The task
Without altering anything, repeat each of the records.

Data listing
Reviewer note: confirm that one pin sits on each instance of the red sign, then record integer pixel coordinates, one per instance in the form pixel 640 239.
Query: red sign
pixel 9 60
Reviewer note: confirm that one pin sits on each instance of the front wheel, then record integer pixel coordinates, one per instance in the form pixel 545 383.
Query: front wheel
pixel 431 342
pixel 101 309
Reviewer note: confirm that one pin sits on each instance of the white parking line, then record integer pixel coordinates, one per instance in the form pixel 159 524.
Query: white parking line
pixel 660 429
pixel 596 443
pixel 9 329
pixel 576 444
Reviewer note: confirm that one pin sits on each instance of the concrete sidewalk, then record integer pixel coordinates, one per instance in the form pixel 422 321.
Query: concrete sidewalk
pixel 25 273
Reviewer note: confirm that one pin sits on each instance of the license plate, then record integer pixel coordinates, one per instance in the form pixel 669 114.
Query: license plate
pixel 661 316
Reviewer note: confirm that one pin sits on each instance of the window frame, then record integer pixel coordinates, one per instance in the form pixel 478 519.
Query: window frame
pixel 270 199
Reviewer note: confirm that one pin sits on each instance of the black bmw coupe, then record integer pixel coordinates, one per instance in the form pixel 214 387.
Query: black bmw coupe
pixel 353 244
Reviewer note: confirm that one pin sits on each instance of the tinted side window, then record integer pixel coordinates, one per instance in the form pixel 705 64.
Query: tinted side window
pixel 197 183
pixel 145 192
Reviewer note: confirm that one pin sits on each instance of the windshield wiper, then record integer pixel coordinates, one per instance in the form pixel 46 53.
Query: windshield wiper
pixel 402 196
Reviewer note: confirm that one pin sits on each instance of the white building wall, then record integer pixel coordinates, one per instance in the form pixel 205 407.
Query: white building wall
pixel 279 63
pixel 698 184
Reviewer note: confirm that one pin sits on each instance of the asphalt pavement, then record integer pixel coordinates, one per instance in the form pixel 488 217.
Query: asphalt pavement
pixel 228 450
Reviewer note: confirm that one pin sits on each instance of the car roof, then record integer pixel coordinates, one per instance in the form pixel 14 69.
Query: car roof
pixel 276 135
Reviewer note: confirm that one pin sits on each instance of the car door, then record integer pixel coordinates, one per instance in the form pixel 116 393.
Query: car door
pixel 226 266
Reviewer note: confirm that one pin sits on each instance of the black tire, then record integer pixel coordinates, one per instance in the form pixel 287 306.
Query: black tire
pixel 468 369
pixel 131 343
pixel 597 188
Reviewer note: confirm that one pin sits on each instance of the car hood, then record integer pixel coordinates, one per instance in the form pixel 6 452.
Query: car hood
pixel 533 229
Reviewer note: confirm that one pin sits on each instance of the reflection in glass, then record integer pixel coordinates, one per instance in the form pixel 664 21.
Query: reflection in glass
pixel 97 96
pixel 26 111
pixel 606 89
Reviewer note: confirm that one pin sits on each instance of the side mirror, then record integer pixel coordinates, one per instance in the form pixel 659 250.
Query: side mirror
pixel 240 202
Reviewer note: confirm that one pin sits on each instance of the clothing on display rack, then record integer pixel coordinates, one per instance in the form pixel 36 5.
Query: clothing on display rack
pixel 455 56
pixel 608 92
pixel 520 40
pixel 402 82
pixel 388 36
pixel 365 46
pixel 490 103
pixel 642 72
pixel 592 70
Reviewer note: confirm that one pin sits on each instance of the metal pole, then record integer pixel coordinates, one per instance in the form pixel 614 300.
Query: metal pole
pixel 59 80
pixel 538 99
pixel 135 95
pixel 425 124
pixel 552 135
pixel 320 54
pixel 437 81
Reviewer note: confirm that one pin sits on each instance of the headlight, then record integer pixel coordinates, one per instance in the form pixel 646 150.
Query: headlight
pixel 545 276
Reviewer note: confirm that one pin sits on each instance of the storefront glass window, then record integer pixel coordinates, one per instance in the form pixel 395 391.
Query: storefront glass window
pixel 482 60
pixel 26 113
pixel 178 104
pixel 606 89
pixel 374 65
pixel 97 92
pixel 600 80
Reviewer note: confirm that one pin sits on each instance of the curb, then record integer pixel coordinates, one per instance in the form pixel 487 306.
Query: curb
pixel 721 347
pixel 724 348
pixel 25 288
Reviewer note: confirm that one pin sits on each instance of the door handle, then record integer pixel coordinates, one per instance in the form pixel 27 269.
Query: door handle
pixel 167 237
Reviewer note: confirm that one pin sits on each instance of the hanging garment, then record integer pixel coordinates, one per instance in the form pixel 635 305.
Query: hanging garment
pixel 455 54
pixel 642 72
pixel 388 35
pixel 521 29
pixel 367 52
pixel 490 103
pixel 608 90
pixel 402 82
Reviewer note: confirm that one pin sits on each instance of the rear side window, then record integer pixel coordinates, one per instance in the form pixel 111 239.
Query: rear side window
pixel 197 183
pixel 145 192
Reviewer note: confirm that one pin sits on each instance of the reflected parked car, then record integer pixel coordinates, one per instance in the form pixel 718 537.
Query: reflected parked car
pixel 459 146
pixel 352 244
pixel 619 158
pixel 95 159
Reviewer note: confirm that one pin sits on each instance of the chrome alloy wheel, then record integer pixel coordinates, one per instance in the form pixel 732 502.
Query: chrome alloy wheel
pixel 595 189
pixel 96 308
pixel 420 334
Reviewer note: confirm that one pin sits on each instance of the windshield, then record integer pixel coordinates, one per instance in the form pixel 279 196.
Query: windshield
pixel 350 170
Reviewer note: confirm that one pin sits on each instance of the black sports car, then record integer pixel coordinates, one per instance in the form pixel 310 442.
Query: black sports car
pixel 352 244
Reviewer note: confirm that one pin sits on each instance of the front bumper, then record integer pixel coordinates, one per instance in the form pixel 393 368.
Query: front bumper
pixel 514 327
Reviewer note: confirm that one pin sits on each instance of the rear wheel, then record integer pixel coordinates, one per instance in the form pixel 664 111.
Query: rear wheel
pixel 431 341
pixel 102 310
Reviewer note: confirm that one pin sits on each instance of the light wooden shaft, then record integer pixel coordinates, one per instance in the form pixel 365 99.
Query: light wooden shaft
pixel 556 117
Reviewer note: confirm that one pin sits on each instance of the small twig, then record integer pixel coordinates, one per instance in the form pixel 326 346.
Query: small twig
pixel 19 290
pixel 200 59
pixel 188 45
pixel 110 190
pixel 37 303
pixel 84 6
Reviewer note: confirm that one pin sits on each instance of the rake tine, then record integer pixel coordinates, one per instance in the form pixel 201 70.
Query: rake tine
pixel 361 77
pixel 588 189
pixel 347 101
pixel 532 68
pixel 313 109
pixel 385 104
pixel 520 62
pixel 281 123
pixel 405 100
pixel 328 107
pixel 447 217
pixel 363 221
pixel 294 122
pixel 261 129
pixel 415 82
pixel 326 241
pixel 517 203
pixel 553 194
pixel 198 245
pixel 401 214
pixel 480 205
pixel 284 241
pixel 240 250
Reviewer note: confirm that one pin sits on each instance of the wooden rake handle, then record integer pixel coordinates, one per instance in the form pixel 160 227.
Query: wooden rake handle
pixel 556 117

Written response
Reviewer note: confirm that one pin sits on each instance of the red sign, then record integer pixel coordinates, one per instance in the form pixel 640 239.
Query: red sign
pixel 9 60
Reviewer note: confirm that one pin sits on each instance of the front wheel, then record integer pixel coordinates, one per instance in the form pixel 545 383.
Query: front wheel
pixel 431 342
pixel 101 309
Reviewer note: confirm that one pin sits on each instance of the white parking line, then record integer pixel coordinates, one per instance in the form pixel 159 524.
Query: white parking line
pixel 660 429
pixel 596 443
pixel 9 329
pixel 576 444
Reviewer note: confirm that one pin sits on each instance of the concrete sidewalk, then record integer pixel coordinates, one per instance in the form pixel 422 321.
Query: concrete sidewalk
pixel 25 273
Reviewer note: confirm that one pin sits on each instance of the license plate, then record integer pixel coordinates, one per instance in the form pixel 669 114.
Query: license plate
pixel 661 316
Reviewer note: confirm that one pin sits on each instance of the window frame, then record integer pixel coordinates, one per instance in the form pixel 478 519.
Query: window frame
pixel 270 199
Reviewer note: confirm that one pin sits on each instance of the black bmw coupe, then record integer pixel coordinates, one per instance in the form pixel 214 387.
Query: black bmw coupe
pixel 353 244
Reviewer note: confirm that one pin sits on each instance of the tinted side window, then record integer pixel coordinates, one per instance in the form pixel 705 64.
Query: tinted side window
pixel 197 183
pixel 145 192
Reviewer note: confirm that one pin sits on each instance of the windshield wiper, then record integer pixel coordinates, one per instance in the form pixel 46 53.
Query: windshield wiper
pixel 402 196
Reviewer note: confirm that one pin sits on each instance of the white building wall, then record integer pixel coordinates, one per instance in the form pixel 205 407.
Query: white building wall
pixel 279 63
pixel 698 184
Reviewer note: confirm that one pin sits on each instance of the asphalt pavement, then record integer pixel coordinates, one per instance in the form pixel 488 217.
Query: asphalt pavement
pixel 228 450
Reviewer note: confirm that one pin sits on each instance of the car roof, then record integer pixel coordinates, one per instance in the form pixel 14 69.
Query: car roof
pixel 276 135
Reviewer note: confirm that one pin sits on each instance of the car door, then record integer pixel coordinates, one per instance in the form pixel 116 393.
Query: car door
pixel 226 266
Reviewer note: confirm that one pin sits on each instance of the black tire, then record integer pixel coordinates, one per instance in the form pixel 287 306.
Query: black tire
pixel 468 369
pixel 131 343
pixel 597 188
Reviewer note: confirm that one pin sits on each instance of the car hood, then record integer pixel coordinates, one per instance in the form pixel 6 452.
Query: car hood
pixel 533 229
Reviewer note: confirm that one pin sits on each instance of the reflection in glass, then record integer pixel coordinates, one per instance in the form pixel 664 21.
Query: reflection in glass
pixel 97 96
pixel 26 111
pixel 606 89
Reviewer note: confirm that one pin sits on each instance of the side mirror, then record integer pixel coordinates, one per instance in the form pixel 659 250.
Query: side mirror
pixel 240 202
Reviewer note: confirm that one pin sits on each instance of the clothing on display rack, then record integer pixel coordinates, one per instance in the form pixel 36 5.
Query: clothing on display rack
pixel 455 56
pixel 608 92
pixel 520 40
pixel 402 82
pixel 388 36
pixel 365 46
pixel 490 103
pixel 642 72
pixel 592 70
Reviewer note: confirm that one pin sits on each instance of the metal pole, then record integer pixel coordinates, one per instance in the form pixel 614 300.
Query: metal pole
pixel 59 80
pixel 538 99
pixel 135 95
pixel 425 124
pixel 552 135
pixel 320 54
pixel 437 81
Reviewer note: confirm that one pin sits on each instance of the headlight, then record integer pixel coordinates, one per instance in the form pixel 646 150.
Query: headlight
pixel 545 276
Reviewer note: confirm that one pin sits on each instance of the storefront glass window, then record integer pixel coordinates, one per instance in the form pixel 395 391.
Query: storefront glass window
pixel 482 60
pixel 26 113
pixel 178 104
pixel 606 89
pixel 374 65
pixel 97 92
pixel 600 80
Reviewer note: confirm that one pin sits on each instance of the curb, then record integer pixel coordinates, one per instance in the form pixel 487 306.
Query: curb
pixel 721 347
pixel 724 348
pixel 25 288
Reviewer note: confirm that one pin sits on each instance of the door handle, then record integer pixel coordinates, one per instance in the form pixel 27 269.
Query: door handle
pixel 167 237
Reviewer note: confirm that one pin sits on each instance of the hanging garment, then record integer pixel coordinates, one per instance in the form pixel 635 305.
Query: hanging garment
pixel 455 54
pixel 642 72
pixel 388 35
pixel 521 29
pixel 367 52
pixel 490 103
pixel 608 90
pixel 402 82
Reviewer note: confirm that one pin sits on each instance of the rear side window, then record integer pixel coordinates, one per instance in the form pixel 111 239.
Query: rear side window
pixel 197 183
pixel 145 192
Reviewer note: confirm that one pin sits on each instance of the reflected parked car, then record integer pixel coordinates, one per instance in the form pixel 718 537.
Query: reflected parked car
pixel 459 146
pixel 352 244
pixel 619 158
pixel 95 159
Reviewer note: confirm that one pin sits on each instance of the chrome alloy wheel, then record integer pixel coordinates, one per instance in the form pixel 732 502.
Query: chrome alloy wheel
pixel 595 189
pixel 96 308
pixel 420 334
Reviewer note: confirm that one pin sits on each instance of the windshield, then record integer pixel coordinates, one per instance in the form pixel 279 196.
Query: windshield
pixel 350 170
Reviewer note: confirm that one pin sits on each instance of the black sports car, then record integer pixel coordinates, one per instance in the form pixel 310 442.
Query: black sports car
pixel 352 244
Reviewer note: confirm that one pin sits on each instance of the front bumper, then record integer pixel coordinates, one per instance in the form pixel 393 368.
Query: front bumper
pixel 514 327
Reviewer note: confirm that one pin sits on each instance of the rear wheel, then record integer pixel coordinates, one per instance in the form pixel 664 111.
Query: rear wheel
pixel 431 341
pixel 102 310
Reviewer note: confirm that one pin sits on each instance of the light wooden shaft, then record integer pixel coordinates, one per instance in the form pixel 365 99.
Query: light wooden shaft
pixel 556 117
Reviewer note: confirm that one pin sits on each instance of the small twig, then record integer pixel coordinates, one per instance in the form pixel 326 346.
Query: small twig
pixel 19 290
pixel 200 59
pixel 188 45
pixel 110 190
pixel 37 303
pixel 84 6
Reviewer note: confirm that one pin sits on each instance of the rake tine, then record integer pixel coordinates, one per instance in the form pixel 201 70.
Query: rake tine
pixel 361 77
pixel 588 189
pixel 347 101
pixel 532 68
pixel 313 109
pixel 385 104
pixel 520 62
pixel 281 123
pixel 405 100
pixel 328 107
pixel 447 217
pixel 363 221
pixel 294 122
pixel 261 129
pixel 415 82
pixel 326 241
pixel 517 203
pixel 553 194
pixel 198 245
pixel 401 214
pixel 480 205
pixel 284 241
pixel 240 250
Reviewer note: confirm that one pin sits on each instance of the wooden rake handle, then record integer pixel coordinates, one per instance in the form pixel 160 227.
Query: wooden rake handle
pixel 556 117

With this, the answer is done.